Page excerpt:
────────────────────

For the positive blood cultures with no organism identified by Verigene, the following data were extracted from the patient’s medical record: age at time of culture, time of culture, time of Verigene result, hospital length of stay, whether they were in an ICU at the time the culture was obtained, ICU length of stay (if applicable), mortality prior to discharge, and 30-day mortality. The use of antimicrobials 2 days prior to the time of blood culture collection and up to 7 days after blood culture results was recorded. If patients were not hospitalized at the time at which Verigene results became available (whether due to discharge or death), they were not including in further analysis regarding changes in antimicrobial usage. Data were entered into secure REDcap forms and analyzed in Microsoft Excel and GraphPad Prism. This study was approved by the VUMC institutional review board.

Blood culture analysis.

────────────────────

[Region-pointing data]

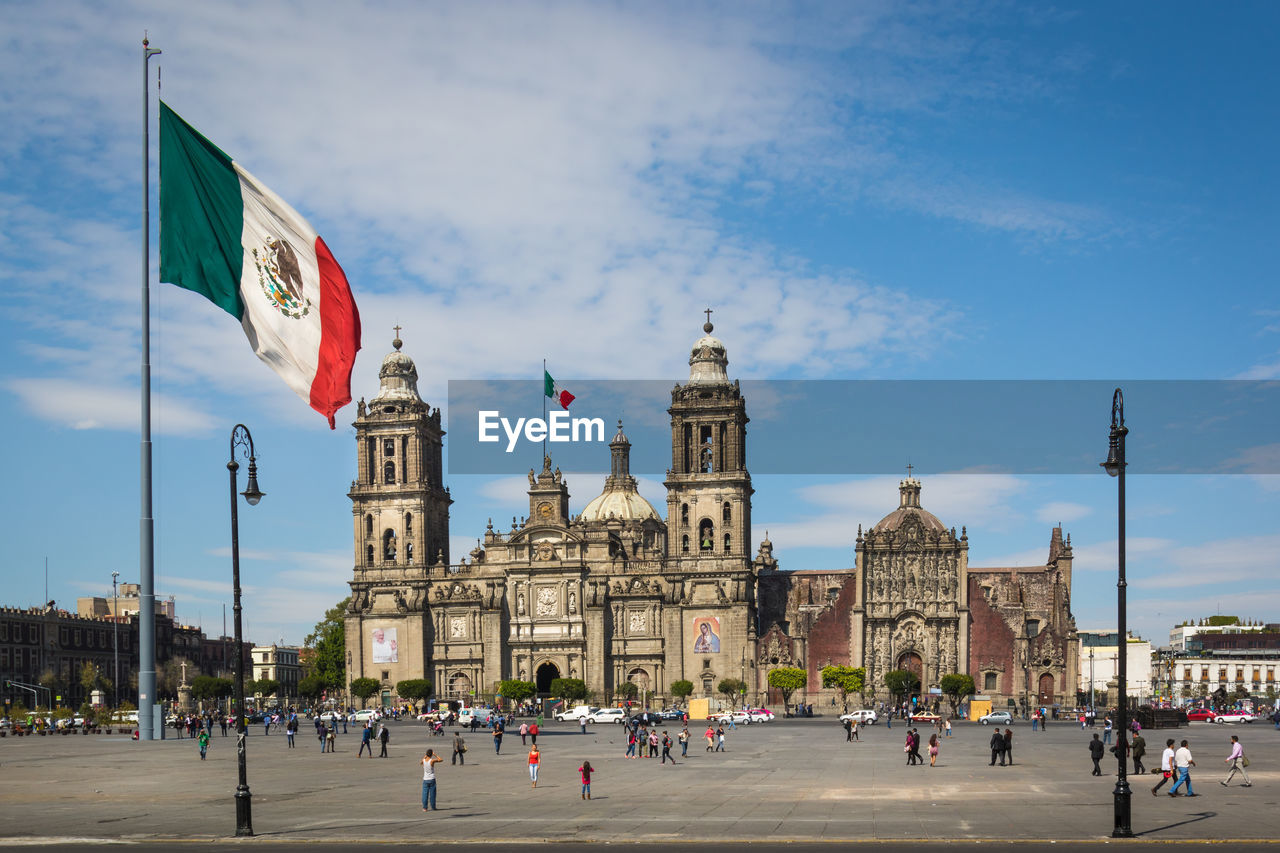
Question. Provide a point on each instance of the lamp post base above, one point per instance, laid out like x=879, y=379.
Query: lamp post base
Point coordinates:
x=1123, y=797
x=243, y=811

────────────────────

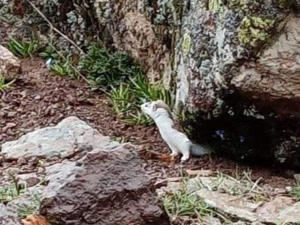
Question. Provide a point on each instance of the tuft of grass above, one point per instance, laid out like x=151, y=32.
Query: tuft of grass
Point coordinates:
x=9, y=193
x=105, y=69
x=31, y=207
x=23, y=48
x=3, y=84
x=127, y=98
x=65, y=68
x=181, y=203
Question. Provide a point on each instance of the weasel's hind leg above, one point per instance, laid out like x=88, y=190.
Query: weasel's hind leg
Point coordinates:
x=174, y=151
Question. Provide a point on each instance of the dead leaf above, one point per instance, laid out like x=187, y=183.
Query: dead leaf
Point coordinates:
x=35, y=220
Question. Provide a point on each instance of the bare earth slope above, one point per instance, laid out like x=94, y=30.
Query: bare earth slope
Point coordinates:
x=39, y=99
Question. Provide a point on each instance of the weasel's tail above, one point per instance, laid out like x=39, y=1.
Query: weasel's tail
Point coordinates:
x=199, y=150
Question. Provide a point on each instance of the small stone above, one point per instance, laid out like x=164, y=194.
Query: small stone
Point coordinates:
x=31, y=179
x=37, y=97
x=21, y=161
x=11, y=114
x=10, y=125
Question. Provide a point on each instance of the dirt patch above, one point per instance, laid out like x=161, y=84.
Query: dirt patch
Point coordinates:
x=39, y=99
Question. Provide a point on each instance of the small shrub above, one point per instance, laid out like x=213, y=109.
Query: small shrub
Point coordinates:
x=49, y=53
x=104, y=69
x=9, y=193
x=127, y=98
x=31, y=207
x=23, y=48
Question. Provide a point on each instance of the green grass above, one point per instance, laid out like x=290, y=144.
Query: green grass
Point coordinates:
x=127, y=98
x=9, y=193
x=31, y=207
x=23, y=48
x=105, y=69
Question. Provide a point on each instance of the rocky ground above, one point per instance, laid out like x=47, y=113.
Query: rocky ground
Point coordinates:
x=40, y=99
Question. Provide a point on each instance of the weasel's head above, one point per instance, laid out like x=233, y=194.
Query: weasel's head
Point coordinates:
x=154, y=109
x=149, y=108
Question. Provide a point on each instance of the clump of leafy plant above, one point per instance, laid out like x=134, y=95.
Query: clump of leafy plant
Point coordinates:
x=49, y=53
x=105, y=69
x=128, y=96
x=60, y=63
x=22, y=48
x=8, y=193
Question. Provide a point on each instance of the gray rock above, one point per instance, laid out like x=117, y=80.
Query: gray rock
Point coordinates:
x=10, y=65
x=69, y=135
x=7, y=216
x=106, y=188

────────────────────

Explore the material:
[1] Write out the passage of the blood culture methods text starting at "For the positive" and ending at "institutional review board.".
[2] Name every software tool or platform the blood culture methods text mentions for entering or analyzing information.
[3] Answer these questions from the blood culture methods text:
(a) Over what time window was antimicrobial use recorded?
(b) Which body approved the study?
(c) Patients who were no longer hospitalized when Verigene results became available were left out of what?
You will not need the data to complete any of this work.

Problem solutions:
[1]
For the positive blood cultures with no organism identified by Verigene, the following data were extracted from the patient’s medical record: age at time of culture, time of culture, time of Verigene result, hospital length of stay, whether they were in an ICU at the time the culture was obtained, ICU length of stay (if applicable), mortality prior to discharge, and 30-day mortality. The use of antimicrobials 2 days prior to the time of blood culture collection and up to 7 days after blood culture results was recorded. If patients were not hospitalized at the time at which Verigene results became available (whether due to discharge or death), they were not including in further analysis regarding changes in antimicrobial usage. Data were entered into secure REDcap forms and analyzed in Microsoft Excel and GraphPad Prism. This study was approved by the VUMC institutional review board.

[2]
REDcap forms
Microsoft Excel
GraphPad Prism

[3]
(a) From 2 days before blood culture collection to 7 days after blood culture results.
(b) The VUMC institutional review board.
(c) Further analysis regarding changes in antimicrobial usage.